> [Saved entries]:

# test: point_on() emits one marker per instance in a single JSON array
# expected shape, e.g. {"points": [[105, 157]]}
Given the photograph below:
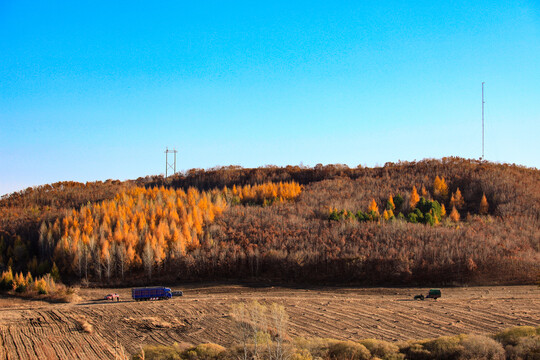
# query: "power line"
{"points": [[167, 165], [483, 102]]}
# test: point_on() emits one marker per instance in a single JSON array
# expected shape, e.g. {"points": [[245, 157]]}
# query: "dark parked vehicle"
{"points": [[112, 297], [153, 293], [433, 294]]}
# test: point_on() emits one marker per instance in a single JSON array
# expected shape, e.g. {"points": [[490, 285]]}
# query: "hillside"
{"points": [[446, 221]]}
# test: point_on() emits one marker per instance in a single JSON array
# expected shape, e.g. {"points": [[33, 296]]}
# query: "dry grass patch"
{"points": [[84, 325]]}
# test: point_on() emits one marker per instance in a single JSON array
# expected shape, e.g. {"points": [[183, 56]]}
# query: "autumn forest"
{"points": [[448, 221]]}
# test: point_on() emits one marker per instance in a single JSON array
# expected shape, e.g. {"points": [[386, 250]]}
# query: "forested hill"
{"points": [[443, 221]]}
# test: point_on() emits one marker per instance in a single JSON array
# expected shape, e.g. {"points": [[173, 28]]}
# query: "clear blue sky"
{"points": [[96, 90]]}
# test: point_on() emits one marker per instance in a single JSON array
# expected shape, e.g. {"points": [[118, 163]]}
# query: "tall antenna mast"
{"points": [[483, 120], [167, 165]]}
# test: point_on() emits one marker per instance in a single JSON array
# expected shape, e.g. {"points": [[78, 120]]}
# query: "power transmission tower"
{"points": [[483, 102], [167, 165]]}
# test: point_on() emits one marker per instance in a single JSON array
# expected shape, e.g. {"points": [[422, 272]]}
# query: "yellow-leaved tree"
{"points": [[414, 198], [484, 206], [454, 215], [457, 200], [440, 188], [373, 207]]}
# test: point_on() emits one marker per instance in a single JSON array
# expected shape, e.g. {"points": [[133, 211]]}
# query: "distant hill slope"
{"points": [[361, 225]]}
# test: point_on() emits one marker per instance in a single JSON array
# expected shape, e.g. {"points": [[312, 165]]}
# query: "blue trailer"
{"points": [[154, 293]]}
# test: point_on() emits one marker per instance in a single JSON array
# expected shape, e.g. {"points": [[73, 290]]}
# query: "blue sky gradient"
{"points": [[96, 90]]}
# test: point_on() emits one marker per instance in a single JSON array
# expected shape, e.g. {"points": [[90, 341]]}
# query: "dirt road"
{"points": [[34, 329]]}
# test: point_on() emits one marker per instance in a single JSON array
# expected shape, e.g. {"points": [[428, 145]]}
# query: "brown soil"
{"points": [[39, 330]]}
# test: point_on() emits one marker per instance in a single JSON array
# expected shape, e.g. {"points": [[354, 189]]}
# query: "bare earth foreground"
{"points": [[38, 330]]}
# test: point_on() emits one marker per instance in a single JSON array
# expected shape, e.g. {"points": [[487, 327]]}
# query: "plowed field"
{"points": [[39, 330]]}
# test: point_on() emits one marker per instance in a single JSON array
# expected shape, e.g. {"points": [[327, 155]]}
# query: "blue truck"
{"points": [[153, 293]]}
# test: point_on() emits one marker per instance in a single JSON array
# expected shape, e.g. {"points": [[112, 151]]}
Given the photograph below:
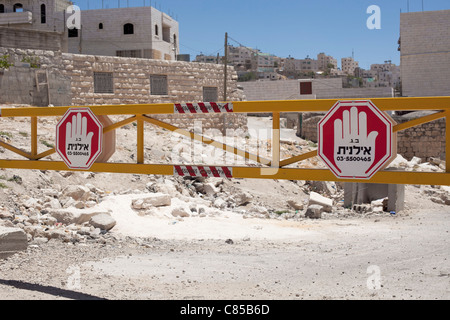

> [EXERCISE INSTRUCTIONS]:
For each line above, output its wording exactly and leave out any picture.

> [ANSWER]:
# test: point_on() emits one marker per instance in a single JSON array
# expected shape, e.g. {"points": [[105, 157]]}
Given the photograph below:
# query: "power line"
{"points": [[167, 165], [483, 102]]}
# test: point_on() emits one marker per instance in a single JSON array
# expected shape, e.g. {"points": [[245, 157]]}
# query: "dark parked vehicle"
{"points": [[112, 297], [153, 293], [433, 294]]}
# test: point_on() emits one marker per instance in a single JSON array
# expected shape, e.g. {"points": [[490, 285]]}
# query: "hillside"
{"points": [[446, 221]]}
# test: point_on() emits one marker per instance in a single JSON array
# expected shape, e.g. {"points": [[33, 296]]}
# query: "dry grass patch"
{"points": [[84, 325]]}
# test: point_on() emits one marker per instance in a single JSON array
# expected shape, e.g. {"points": [[183, 56]]}
# query: "autumn forest"
{"points": [[448, 221]]}
# test: point_on() emits one marker per instance in a single JSON array
# expected shape, e.g. {"points": [[386, 250]]}
# query: "forested hill"
{"points": [[443, 221]]}
# test: point_on() emits one marker per instance in a single JSON array
# expected shape, e.g. {"points": [[173, 28]]}
# query: "clear blue sky"
{"points": [[96, 90]]}
# test: point_on() emits one marker per instance in a single JSON array
# expected shape, e.g. {"points": [[118, 163]]}
# query: "tall antenna mast"
{"points": [[483, 120], [167, 165]]}
# test: point_on() emits one marker per instance in a single JSON array
# expected shape, e.g. {"points": [[78, 120]]}
# query: "power transmission tower"
{"points": [[483, 102], [167, 165]]}
# test: point_on() emits one marker per instance in a single JSON array
# expected shape, e.g. {"points": [[422, 272]]}
# query: "yellow-leaved tree"
{"points": [[414, 198], [484, 206], [454, 215], [457, 200], [440, 188], [373, 207]]}
# test: point_on() emits one marker per instance in a single JSON array
# expected shape, e.g. {"points": [[133, 211]]}
# query: "distant hill slope"
{"points": [[361, 225]]}
# test: point_on() emits one marker per instance in a single JSON array
# expected shape, e.g. {"points": [[312, 165]]}
# query: "blue trailer"
{"points": [[154, 293]]}
# test: point_on() emits one marker per instance in a single JSON array
# expected shape, e.g. {"points": [[73, 290]]}
# query: "blue sky gradient"
{"points": [[96, 90]]}
# test: point_on() emits one marker per instance in a single JSON array
# expected shape, e.g. {"points": [[90, 341]]}
# query: "dirt road"
{"points": [[34, 329]]}
# test: point_on() emits one marker per instance in a single JSON array
# expected shape, e.g. {"points": [[428, 145]]}
# query: "brown soil"
{"points": [[39, 330]]}
# test: point_on() emits one marker per instance in a single JSON array
# expected shape, e.g. {"points": [[354, 189]]}
# query: "bare earth foreground"
{"points": [[38, 330]]}
# test: point_on() emits one marker per instance in a single JSON array
# expected shape, e.g. {"points": [[487, 327]]}
# query: "plowed field"
{"points": [[39, 330]]}
# test: point_on() emits one marker per instance in a single JSON array
# expected shape, e.g. {"points": [[327, 155]]}
# query: "blue truck"
{"points": [[153, 293]]}
# test: point_on() emits one marker per instance in a single JSON array
# expected shape, e.g. {"points": [[112, 151]]}
Given the photograph below:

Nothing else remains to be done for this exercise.